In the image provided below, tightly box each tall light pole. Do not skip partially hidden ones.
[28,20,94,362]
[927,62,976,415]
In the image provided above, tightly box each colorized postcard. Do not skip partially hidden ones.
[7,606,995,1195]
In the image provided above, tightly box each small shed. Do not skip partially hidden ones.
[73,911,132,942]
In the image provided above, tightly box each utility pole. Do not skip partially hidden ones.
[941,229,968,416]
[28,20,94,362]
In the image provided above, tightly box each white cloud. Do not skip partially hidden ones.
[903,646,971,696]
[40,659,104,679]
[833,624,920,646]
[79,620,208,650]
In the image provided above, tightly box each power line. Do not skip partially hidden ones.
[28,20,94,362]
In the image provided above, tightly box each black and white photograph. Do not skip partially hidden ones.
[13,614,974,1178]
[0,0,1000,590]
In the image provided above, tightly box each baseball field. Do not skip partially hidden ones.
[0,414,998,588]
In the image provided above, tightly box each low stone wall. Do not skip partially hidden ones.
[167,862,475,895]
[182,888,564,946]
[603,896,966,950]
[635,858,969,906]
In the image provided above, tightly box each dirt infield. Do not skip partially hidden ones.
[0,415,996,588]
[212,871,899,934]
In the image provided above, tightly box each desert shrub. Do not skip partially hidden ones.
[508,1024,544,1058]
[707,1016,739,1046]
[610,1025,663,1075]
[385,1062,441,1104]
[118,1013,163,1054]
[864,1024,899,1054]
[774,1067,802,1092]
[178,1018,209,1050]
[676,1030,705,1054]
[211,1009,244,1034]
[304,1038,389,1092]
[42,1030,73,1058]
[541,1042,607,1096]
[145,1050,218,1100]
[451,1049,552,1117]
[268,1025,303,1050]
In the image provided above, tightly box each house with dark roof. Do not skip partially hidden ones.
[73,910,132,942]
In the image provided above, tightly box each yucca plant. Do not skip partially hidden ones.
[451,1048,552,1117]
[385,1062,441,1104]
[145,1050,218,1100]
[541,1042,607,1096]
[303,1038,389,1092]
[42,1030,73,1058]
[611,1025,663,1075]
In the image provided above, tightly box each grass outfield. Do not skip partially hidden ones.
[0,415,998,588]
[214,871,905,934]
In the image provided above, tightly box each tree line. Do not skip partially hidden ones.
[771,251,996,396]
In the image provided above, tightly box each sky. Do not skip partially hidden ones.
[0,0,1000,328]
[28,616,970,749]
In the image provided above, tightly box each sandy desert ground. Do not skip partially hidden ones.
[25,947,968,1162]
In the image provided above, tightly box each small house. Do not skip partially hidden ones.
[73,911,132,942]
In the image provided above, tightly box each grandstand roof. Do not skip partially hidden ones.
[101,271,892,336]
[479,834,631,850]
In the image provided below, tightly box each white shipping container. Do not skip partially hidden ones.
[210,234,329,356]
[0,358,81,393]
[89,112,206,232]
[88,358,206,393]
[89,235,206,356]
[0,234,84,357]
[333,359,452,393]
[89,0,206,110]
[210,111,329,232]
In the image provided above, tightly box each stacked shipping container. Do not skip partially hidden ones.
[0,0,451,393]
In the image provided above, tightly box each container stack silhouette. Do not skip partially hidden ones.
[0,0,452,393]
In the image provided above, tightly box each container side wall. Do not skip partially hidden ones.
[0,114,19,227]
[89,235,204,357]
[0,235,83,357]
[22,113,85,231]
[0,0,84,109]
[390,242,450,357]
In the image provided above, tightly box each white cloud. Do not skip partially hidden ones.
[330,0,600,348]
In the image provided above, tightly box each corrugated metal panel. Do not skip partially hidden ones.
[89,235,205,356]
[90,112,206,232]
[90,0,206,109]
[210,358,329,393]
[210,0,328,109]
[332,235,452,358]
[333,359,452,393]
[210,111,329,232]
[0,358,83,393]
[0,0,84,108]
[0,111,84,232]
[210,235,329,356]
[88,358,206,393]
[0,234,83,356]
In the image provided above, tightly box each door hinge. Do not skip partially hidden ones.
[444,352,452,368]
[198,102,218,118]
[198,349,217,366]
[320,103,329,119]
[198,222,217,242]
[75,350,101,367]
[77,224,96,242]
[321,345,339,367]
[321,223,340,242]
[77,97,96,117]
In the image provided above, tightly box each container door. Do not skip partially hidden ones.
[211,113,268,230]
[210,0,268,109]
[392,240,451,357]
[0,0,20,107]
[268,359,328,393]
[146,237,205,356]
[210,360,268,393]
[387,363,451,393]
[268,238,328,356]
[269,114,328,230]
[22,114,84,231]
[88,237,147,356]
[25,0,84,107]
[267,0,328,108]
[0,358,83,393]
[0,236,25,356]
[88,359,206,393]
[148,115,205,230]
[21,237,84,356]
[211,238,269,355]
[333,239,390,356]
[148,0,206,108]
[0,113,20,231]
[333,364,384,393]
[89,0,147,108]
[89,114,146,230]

▸ What you need to do
Rewrite every item above, changing "partially hidden" to "partly covered" wherever it occurs and leaving everything else the same.

▸ Worked solution
In the image provided below, tightly box each tall light pole. Do not skip partly covered ones.
[28,20,94,362]
[927,62,976,415]
In the image provided above, tightly box each colorized postcard. Do not skip partly covered ones.
[7,606,995,1195]
In the image provided above, tightly box each small shed. Do not skip partly covered ones.
[73,911,132,942]
In the image provided above, tightly box each utility pole. Do not skip partly covered ones.
[941,229,968,416]
[28,20,94,362]
In the image provided above, tightly box each white cloud. Do not skip partly covered ones.
[903,646,971,696]
[40,659,104,679]
[833,624,920,646]
[79,620,208,650]
In the image provided above, tightly box each power line. Do not skip partly covered ones.
[28,20,94,362]
In the image provided above, tightly box each black and white photograph. Do not skip partly covered ones.
[13,614,974,1178]
[0,0,1000,590]
In the image provided above, tightly box each baseball field. Do not skip partly covered ones.
[0,414,998,588]
In the image provided above, tightly box each low stone wall. Do not skip partly covered ones.
[167,862,475,895]
[182,888,564,946]
[603,896,966,950]
[635,858,969,906]
In the image provided above, tightly box each dirt infield. Do not skip partly covered ones.
[0,415,996,588]
[212,871,899,934]
In the image provided above, tightly box each desert shrub. Do not skip partly covered ones.
[508,1024,544,1058]
[707,1016,739,1046]
[610,1025,663,1075]
[385,1062,441,1104]
[118,1013,163,1054]
[864,1024,899,1054]
[774,1067,802,1092]
[178,1018,209,1050]
[676,1030,705,1054]
[211,1009,244,1034]
[304,1038,389,1092]
[42,1030,73,1058]
[541,1042,607,1096]
[145,1050,218,1100]
[451,1049,552,1117]
[268,1025,303,1050]
In the image provided above, tightly box each house with dark roof. Do not skip partly covered ones.
[73,910,132,942]
In the image provided above, tightly box each yucca plant. Do not skip partly covered ones.
[451,1048,552,1117]
[385,1062,441,1104]
[145,1050,218,1100]
[541,1042,607,1096]
[303,1038,389,1092]
[42,1030,73,1058]
[611,1025,663,1075]
In the image provided above, tightly box each grass outfield. Do not skip partly covered ones.
[0,415,998,588]
[214,871,905,934]
In the image provided above, tightly box each tree line. Do not skip partly covered ones.
[771,251,996,396]
In the image provided above, tightly box each sky. Do not skip partly covered ones.
[0,0,1000,328]
[28,616,970,749]
In the image provided above, tightly box each sandy desert ground. Do not skip partly covered ones.
[25,947,968,1162]
In the image provided above, tightly box each small house. Do not skip partly covered ones.
[73,911,132,942]
In the image provided above, tightly box each grandstand roof. Do not skip partly covered ones.
[101,271,892,336]
[479,834,631,850]
In the image provided below, tightly box each white shipping container. Do not skip partly covered ones.
[210,234,329,356]
[0,358,81,393]
[89,112,206,232]
[88,358,206,393]
[89,235,206,356]
[0,234,84,357]
[333,359,452,393]
[89,0,206,110]
[210,111,329,232]
In the image provided above, tightly box each stacked shipping container. Do not skip partly covered ones.
[0,0,451,393]
In the image provided above, tightly box each container stack silhouette. Do not skip partly covered ones.
[0,0,452,393]
In the image provided above, tightly box each container side wall. Do not skip partly covered ones.
[0,114,19,227]
[89,235,204,357]
[0,235,83,357]
[22,113,85,231]
[0,0,84,109]
[390,242,450,357]
In the image provided above, tightly box each white cloud. Do not skip partly covered ones.
[330,0,600,348]
In the image provided above, tightly box each corrugated metal panel. Do not skip partly covered ones.
[89,235,205,356]
[90,112,206,232]
[90,0,206,109]
[210,358,329,393]
[210,0,328,109]
[332,235,452,358]
[333,359,452,393]
[210,111,329,232]
[0,358,83,393]
[0,0,84,108]
[0,111,84,232]
[210,235,329,356]
[88,358,206,393]
[0,234,83,356]
In the image provided above, tightly box each door hinge. Do not skip partly covered ones.
[444,352,452,368]
[198,102,218,118]
[198,349,217,366]
[320,103,329,119]
[198,222,217,242]
[75,350,101,367]
[77,224,96,242]
[321,345,339,367]
[321,223,340,242]
[77,97,96,117]
In the image provided above, tightly box each container door. Do not skip partly covered ones.
[211,113,268,230]
[210,0,268,109]
[392,240,451,357]
[0,0,20,107]
[268,359,328,393]
[146,237,205,356]
[210,360,268,393]
[387,363,451,393]
[268,238,328,356]
[269,114,328,230]
[22,114,84,231]
[88,237,147,356]
[25,0,84,107]
[267,0,328,108]
[0,358,83,393]
[0,236,25,356]
[88,359,206,393]
[148,115,205,230]
[21,237,84,356]
[211,238,269,355]
[333,239,390,356]
[148,0,206,108]
[0,113,20,231]
[333,364,384,393]
[89,0,147,108]
[89,114,146,230]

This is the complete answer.